REQUIRED WORK
With no addition or omission, return the entries below.

╭──

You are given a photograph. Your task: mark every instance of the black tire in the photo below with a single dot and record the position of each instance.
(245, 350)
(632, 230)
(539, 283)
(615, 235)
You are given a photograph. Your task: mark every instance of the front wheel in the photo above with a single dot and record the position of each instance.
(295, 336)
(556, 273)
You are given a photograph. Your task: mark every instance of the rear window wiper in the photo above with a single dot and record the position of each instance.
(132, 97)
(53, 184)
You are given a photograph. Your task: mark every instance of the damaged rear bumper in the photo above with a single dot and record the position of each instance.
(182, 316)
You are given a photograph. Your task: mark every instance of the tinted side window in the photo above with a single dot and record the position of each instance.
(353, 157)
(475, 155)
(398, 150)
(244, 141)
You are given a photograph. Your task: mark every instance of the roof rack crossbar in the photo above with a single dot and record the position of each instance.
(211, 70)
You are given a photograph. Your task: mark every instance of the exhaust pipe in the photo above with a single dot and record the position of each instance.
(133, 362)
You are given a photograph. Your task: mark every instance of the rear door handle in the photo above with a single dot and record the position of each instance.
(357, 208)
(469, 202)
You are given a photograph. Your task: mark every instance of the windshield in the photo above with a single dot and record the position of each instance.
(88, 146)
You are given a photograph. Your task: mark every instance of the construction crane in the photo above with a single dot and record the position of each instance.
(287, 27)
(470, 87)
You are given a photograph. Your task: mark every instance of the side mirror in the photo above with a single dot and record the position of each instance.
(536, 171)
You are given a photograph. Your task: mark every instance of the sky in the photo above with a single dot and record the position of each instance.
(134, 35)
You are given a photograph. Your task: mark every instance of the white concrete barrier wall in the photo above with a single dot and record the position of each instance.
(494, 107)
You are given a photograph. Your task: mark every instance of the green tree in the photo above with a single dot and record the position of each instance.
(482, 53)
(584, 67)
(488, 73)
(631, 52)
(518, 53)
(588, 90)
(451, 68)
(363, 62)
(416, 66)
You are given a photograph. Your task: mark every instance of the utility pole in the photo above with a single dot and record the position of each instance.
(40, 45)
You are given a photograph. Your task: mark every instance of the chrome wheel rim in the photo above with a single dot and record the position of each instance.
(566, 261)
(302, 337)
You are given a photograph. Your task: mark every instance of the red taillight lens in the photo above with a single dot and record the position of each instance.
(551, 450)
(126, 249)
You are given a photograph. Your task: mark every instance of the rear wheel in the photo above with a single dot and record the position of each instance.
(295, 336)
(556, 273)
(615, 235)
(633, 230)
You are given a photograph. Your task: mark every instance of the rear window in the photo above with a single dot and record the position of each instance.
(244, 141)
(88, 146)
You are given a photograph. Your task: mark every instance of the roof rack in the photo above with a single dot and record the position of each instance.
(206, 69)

╰──

TASK RESULT
You are given a photograph. Your task: mark every instance of the black tire in the photo below with a single dot and record the position of each instance.
(245, 350)
(632, 230)
(539, 283)
(615, 235)
You are given a photograph. Your task: mark every instance of the front wheel in the photo above with a single dot and record the position of each instance.
(295, 336)
(556, 273)
You are given a photograph. Your task: mark every instance of the rear window wiper in the photo above with a single dot and record the position of each instance.
(132, 97)
(53, 184)
You are given a photograph. Your task: mark every instance of the damaged rear bumper in the photo above with a single dot and record the position of each instance.
(182, 316)
You are given a photograph. Your task: mark every instance of the tinted side window in the photo above with a single dot and record the position of each instance.
(353, 157)
(475, 155)
(398, 150)
(244, 141)
You are given a photograph. Your task: mark every instance of the roof rack crossbar in the photo above with a single dot and record the position of each instance.
(211, 70)
You are given a photograph. Your task: mark every instance of the exhaust pipe in the photo above with a single dot and record the position of each instance.
(133, 362)
You are given a photograph. Your task: mark every instance of the rear door handle in the photo above with a single dot and record the position of each instance.
(357, 208)
(469, 202)
You are given a photograph. Your task: mark every instance of the windshield in the photo above with a single dot and record the position of each instance.
(88, 146)
You are given a photograph. Your task: mark every instance of the construction crane in the photo above with a single dot and record the position of each instance.
(287, 27)
(470, 87)
You are given a photograph. Your task: mark every instance of the side mirror in the photo above with a single dot and record the position of each instance.
(536, 171)
You are given a photograph. Your task: mark every instance of the sky in the photo above with a single dot and record the position of each instance.
(134, 35)
You are given a photograph. Your task: mark every instance of the white concrete barrier wall in the photo above with a single dot and record the position of each instance.
(494, 107)
You are given a photograph. Your task: mark every instance of the green tree in the photo above with a single dot and record the position of each instance.
(482, 53)
(584, 67)
(488, 73)
(631, 52)
(518, 53)
(588, 90)
(451, 68)
(363, 62)
(416, 66)
You are given a photograph. Your task: mark every instance of the utility pole in the photo above with a single dot and record the position of each instance.
(40, 45)
You are given a photograph. Your task: mark every instance of the chrome wheel rim in the photo above with a single dot and record the position of each instance.
(566, 261)
(302, 337)
You are given a photograph. Your task: mark every instance of the red taillight lens in the photo above with a single dot and record the position of each instance.
(551, 450)
(126, 249)
You are given a photograph. Your task: mark every instance of the rear wheel in the photo above with a single dot and record the position of each instance.
(295, 336)
(556, 273)
(615, 235)
(633, 230)
You are given a photograph. Your task: mark every instance of the rear window in the photo above with a single dot and record the position of each instance.
(244, 141)
(88, 146)
You are given a photograph. Your task: mark every instance of the roof rack in the photo above with a single dot and record the position of each instance.
(206, 69)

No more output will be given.